Start of Given entries

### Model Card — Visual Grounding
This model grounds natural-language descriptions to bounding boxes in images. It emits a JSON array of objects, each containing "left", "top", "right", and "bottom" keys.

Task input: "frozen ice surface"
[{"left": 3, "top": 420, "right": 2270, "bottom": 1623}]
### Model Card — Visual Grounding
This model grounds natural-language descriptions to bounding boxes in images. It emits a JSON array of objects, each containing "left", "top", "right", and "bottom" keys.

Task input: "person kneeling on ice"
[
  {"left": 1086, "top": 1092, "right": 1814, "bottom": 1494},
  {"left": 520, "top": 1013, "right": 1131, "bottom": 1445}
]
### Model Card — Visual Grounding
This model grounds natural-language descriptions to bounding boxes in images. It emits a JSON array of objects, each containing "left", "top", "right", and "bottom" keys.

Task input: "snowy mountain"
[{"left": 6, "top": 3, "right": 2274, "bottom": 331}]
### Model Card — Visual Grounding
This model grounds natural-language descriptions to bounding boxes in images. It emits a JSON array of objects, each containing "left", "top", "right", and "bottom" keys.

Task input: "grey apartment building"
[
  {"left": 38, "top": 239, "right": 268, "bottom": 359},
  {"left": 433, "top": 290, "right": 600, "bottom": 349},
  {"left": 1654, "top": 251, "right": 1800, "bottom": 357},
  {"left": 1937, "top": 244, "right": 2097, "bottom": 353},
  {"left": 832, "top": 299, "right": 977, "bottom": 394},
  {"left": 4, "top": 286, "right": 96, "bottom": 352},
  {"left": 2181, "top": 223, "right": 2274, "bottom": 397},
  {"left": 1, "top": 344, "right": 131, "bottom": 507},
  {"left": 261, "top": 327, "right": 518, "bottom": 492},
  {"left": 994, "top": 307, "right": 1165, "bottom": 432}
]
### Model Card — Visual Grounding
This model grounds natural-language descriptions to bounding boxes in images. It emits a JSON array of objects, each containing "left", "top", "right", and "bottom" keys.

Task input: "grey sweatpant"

End of Given entries

_To do_: A faithful retyping of every entry above is the task.

_Task response_:
### Model Card — Visual Grounding
This model grounds natural-language descriptions to bounding boxes in images. It emits a JSON array of objects, each containing "left", "top", "right", and "bottom" keys.

Task input: "frozen ice surface"
[{"left": 3, "top": 420, "right": 2270, "bottom": 1623}]
### Model Card — Visual Grounding
This model grounds natural-language descriptions to bounding boxes in images. It emits a JSON array of objects, each containing "left", "top", "right", and "bottom" keys.

Task input: "person kneeling on ice"
[
  {"left": 1086, "top": 1092, "right": 1814, "bottom": 1494},
  {"left": 520, "top": 1013, "right": 1131, "bottom": 1445}
]
### Model Card — Visual Grounding
This model grounds natural-language descriptions to bounding boxes in images. It emits a JSON array of objects, each containing "left", "top", "right", and "bottom" keys.

Task input: "snowy mountain"
[{"left": 6, "top": 3, "right": 2274, "bottom": 331}]
### Model Card — Visual Grounding
This model grounds natural-language descriptions to bounding boxes in images. It emits a JSON array of objects, each containing "left", "top", "right", and "bottom" keys.

Task input: "grey apartment building"
[
  {"left": 38, "top": 239, "right": 268, "bottom": 359},
  {"left": 433, "top": 290, "right": 600, "bottom": 349},
  {"left": 1654, "top": 251, "right": 1800, "bottom": 357},
  {"left": 1937, "top": 244, "right": 2097, "bottom": 353},
  {"left": 832, "top": 299, "right": 977, "bottom": 394},
  {"left": 4, "top": 286, "right": 96, "bottom": 352},
  {"left": 2181, "top": 223, "right": 2274, "bottom": 397},
  {"left": 1, "top": 344, "right": 131, "bottom": 507},
  {"left": 261, "top": 327, "right": 518, "bottom": 492},
  {"left": 994, "top": 307, "right": 1165, "bottom": 432}
]
### Model Card — Visual Grounding
This model grounds natural-language descriptions to bounding boxes in images. It emits a JSON array of objects, each containing "left", "top", "right", and "bottom" keys.

Task input: "grey sweatpant"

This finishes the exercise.